─── Data lines ───
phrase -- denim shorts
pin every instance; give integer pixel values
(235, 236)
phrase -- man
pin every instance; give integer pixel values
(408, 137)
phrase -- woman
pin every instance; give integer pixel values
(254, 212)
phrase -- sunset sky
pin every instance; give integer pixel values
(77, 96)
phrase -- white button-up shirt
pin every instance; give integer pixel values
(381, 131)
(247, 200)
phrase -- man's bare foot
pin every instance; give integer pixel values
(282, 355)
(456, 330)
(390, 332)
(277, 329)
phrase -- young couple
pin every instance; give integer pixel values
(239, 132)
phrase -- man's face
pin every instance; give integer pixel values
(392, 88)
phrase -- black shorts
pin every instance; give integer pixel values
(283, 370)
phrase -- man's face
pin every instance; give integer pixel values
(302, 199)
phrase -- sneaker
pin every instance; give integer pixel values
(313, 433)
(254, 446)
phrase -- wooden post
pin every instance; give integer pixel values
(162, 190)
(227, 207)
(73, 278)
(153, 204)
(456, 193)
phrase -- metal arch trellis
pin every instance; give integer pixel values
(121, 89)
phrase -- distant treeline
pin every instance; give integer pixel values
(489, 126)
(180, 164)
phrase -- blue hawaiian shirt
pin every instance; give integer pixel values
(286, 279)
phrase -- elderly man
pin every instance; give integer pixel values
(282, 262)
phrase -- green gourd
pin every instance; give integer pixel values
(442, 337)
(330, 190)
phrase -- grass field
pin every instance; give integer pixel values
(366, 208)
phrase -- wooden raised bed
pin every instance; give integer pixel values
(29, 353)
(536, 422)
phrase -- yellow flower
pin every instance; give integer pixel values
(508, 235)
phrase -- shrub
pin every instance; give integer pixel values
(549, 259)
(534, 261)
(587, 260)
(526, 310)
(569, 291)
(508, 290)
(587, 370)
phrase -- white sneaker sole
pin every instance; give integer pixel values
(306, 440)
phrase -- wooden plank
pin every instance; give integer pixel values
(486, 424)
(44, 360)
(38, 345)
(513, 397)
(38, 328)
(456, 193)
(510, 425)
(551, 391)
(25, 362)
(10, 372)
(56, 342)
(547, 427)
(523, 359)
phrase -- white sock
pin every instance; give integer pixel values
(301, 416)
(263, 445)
───
─── Data lines ───
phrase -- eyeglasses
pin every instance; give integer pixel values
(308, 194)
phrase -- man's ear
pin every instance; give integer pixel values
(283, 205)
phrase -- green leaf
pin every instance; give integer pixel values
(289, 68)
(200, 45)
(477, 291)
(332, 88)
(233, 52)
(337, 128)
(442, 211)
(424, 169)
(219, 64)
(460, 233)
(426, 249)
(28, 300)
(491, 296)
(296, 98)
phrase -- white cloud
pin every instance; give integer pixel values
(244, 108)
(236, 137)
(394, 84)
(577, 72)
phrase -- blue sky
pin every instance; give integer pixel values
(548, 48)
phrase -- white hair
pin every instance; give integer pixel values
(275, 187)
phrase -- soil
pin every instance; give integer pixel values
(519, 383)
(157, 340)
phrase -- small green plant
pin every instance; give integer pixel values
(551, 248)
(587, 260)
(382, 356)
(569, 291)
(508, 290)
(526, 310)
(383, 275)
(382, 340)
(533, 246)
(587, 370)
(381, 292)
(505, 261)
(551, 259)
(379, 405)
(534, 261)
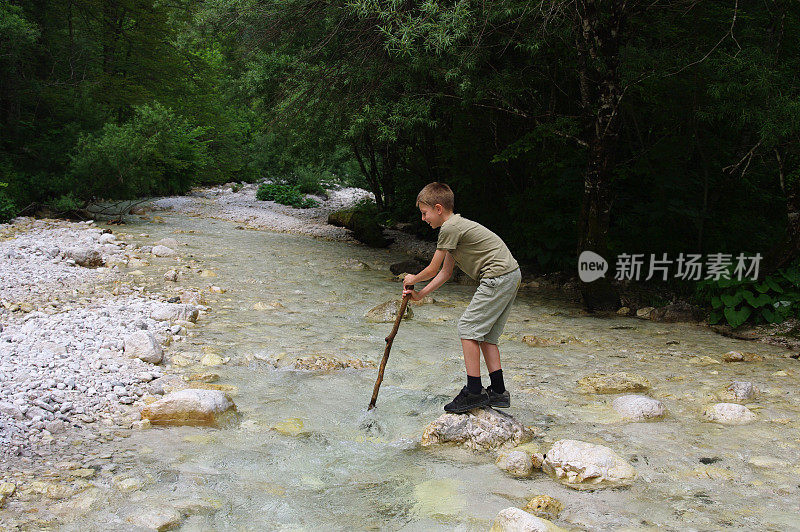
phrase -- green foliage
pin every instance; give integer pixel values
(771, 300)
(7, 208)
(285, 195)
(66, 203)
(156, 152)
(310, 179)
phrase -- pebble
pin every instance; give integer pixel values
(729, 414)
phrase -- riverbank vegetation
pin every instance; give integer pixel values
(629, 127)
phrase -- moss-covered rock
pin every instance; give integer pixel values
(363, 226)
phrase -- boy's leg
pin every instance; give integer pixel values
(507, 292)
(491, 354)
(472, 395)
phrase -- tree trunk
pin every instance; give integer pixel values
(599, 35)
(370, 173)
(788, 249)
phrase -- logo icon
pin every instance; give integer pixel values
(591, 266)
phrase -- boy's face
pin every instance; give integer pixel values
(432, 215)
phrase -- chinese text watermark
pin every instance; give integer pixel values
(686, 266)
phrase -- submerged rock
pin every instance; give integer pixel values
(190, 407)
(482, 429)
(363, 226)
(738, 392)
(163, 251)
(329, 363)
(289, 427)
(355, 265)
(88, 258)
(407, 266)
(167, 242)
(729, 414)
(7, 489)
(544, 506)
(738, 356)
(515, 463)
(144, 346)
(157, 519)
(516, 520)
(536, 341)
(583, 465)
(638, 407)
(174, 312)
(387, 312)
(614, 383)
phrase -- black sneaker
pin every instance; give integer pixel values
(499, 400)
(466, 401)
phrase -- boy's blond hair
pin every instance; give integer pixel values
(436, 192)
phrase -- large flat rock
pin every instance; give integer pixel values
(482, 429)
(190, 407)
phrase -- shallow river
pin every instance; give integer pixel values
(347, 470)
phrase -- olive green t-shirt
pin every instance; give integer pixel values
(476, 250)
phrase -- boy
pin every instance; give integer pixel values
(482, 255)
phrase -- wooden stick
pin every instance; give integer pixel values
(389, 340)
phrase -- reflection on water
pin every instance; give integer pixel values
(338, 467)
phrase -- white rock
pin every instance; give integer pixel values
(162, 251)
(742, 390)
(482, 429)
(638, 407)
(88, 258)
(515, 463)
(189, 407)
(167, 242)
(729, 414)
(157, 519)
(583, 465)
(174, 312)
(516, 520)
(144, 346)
───
Exercise details: Pick out and copy each line above that contains the string "rock". Uppercase and lowercase letters must match.

Response for this exercise:
phrase -- moss-covered rock
phrase -- submerged rock
phrase -- large flat rock
phrase -- white rock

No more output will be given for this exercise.